The Wrenching Continues

by Andy

I like working on cars, really I do. But this weekend, I have really had enough. I don’t know if this is a “family” website or not, so I am going to withhold the raw words that express my frustration. Instead, I’ll stick to the facts.

Fact #1: My Dad has been incredibly imperative to this entire process. If I did not have his help, I don’t think the car would be ready in time, or I may have even given up. Thank you Dad.

Fact #2: Having a loving and supporting wife is extremely important. I have asked a lot of her lately, and she has always stepped up to the plate and supported me. This weekend especially, with her training for the Avon walk taking up a lot of her time and energy. After a 17 mile walk on Saturday, and another 8 on Sunday, she still found the energy to make an awesome dinner for me while I cursed away in my garage.

Fact#3: Just when you think you are almost done, you find out you were really frickin wrong. And I’d like to expand on this fact a bit. Oh, and from here on out, it may not be family safe.

On Saturday morning, my Dad and I began what we planned would be an aggressive but light-hearted attack on completing the ChumpCar. The list was not long: Put some stickers on, get the new rotors and brake pads put on, install an oil cooler and cooling fan, re-wire the fog lights with a disconnect, paint the wheels white, and get the new tires mounted. Oh, and change the oil.

We started of with the vinyl Subaru World Rally Team logos. They were kind of a pain, but eh, they are stuck on there now.

----------------------------------------

▸ **Exercise a**:
In the blog post, how many miles did the author's wife walk on Saturday?

▸ **Excerpted records**:
----------------------------------------

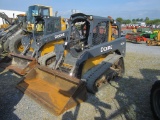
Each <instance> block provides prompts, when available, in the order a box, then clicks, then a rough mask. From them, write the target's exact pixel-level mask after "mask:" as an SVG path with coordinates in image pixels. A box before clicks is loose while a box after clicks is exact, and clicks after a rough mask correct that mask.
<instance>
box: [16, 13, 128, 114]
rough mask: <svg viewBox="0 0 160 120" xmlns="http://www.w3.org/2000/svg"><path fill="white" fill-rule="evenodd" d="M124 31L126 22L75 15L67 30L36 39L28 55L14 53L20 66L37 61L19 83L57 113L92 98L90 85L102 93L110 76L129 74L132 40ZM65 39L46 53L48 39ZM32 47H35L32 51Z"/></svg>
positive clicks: (61, 112) (26, 48)
mask: <svg viewBox="0 0 160 120" xmlns="http://www.w3.org/2000/svg"><path fill="white" fill-rule="evenodd" d="M113 26H114V29H116V31H117V32H115V33H116V34H112V27H113ZM120 33H121V30H120V24H119V23H118V22H116V21H114V20H113V19H110V18H104V17H99V16H92V15H85V14H83V13H77V14H73V15H71V17H70V21H69V28H68V29H67V30H65V31H60V32H55V33H52V34H48V35H45V36H43V37H41V38H40V39H36V40H33V42H32V43H31V44H28V45H29V46H28V45H27V47H25V50H26V51H23V52H22V53H23V54H21V55H15V56H14V57H15V58H16V57H17V61H19V62H17V63H18V64H21V61H23V63H24V62H25V63H28V62H29V61H32V60H35V61H36V62H35V63H34V64H35V65H36V66H34V67H33V68H32V69H28V70H26V71H25V72H27V75H26V76H25V78H24V80H23V81H22V82H20V83H19V84H18V86H17V87H18V88H19V89H20V90H21V91H23V92H24V93H26V94H28V95H29V96H31V97H32V98H34V99H35V100H36V101H38V102H39V103H41V104H42V105H43V106H45V107H46V108H48V109H49V110H50V111H51V112H53V113H54V114H56V115H59V114H61V113H63V112H64V111H66V110H67V109H69V108H71V107H73V106H75V105H77V104H79V103H80V102H82V101H84V100H85V99H86V88H87V90H88V91H89V92H92V93H96V92H97V91H98V89H99V88H100V87H101V86H102V85H103V84H104V83H106V82H107V80H111V79H114V78H116V77H118V76H119V77H120V76H122V75H123V73H124V61H123V57H124V56H125V48H126V41H125V38H124V37H121V34H120ZM61 39H63V42H61V43H55V44H52V46H51V47H52V51H51V52H49V53H46V54H45V55H44V56H41V54H42V53H43V48H44V46H45V45H46V44H47V43H50V42H58V41H60V40H61ZM30 47H32V48H34V49H33V51H31V53H28V52H27V51H30V50H29V48H30ZM50 56H51V58H52V59H51V61H50V62H49V63H48V60H50ZM46 63H48V64H47V65H46ZM27 65H28V64H27ZM32 65H33V62H32V64H29V66H28V67H30V66H32ZM14 69H15V68H14ZM14 69H13V70H14Z"/></svg>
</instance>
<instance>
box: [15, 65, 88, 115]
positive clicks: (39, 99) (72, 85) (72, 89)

----------------------------------------

▸ **Exercise b**:
Rewrite the rows from the line holding "</instance>" through the end of the rows, inclusive, changing "positive clicks" to "foreground clicks" and leaving everything else the same.

▸ **Exercise output a**:
17 miles

▸ **Exercise output b**:
</instance>
<instance>
box: [15, 65, 88, 115]
foreground clicks: (39, 99) (72, 85) (72, 89)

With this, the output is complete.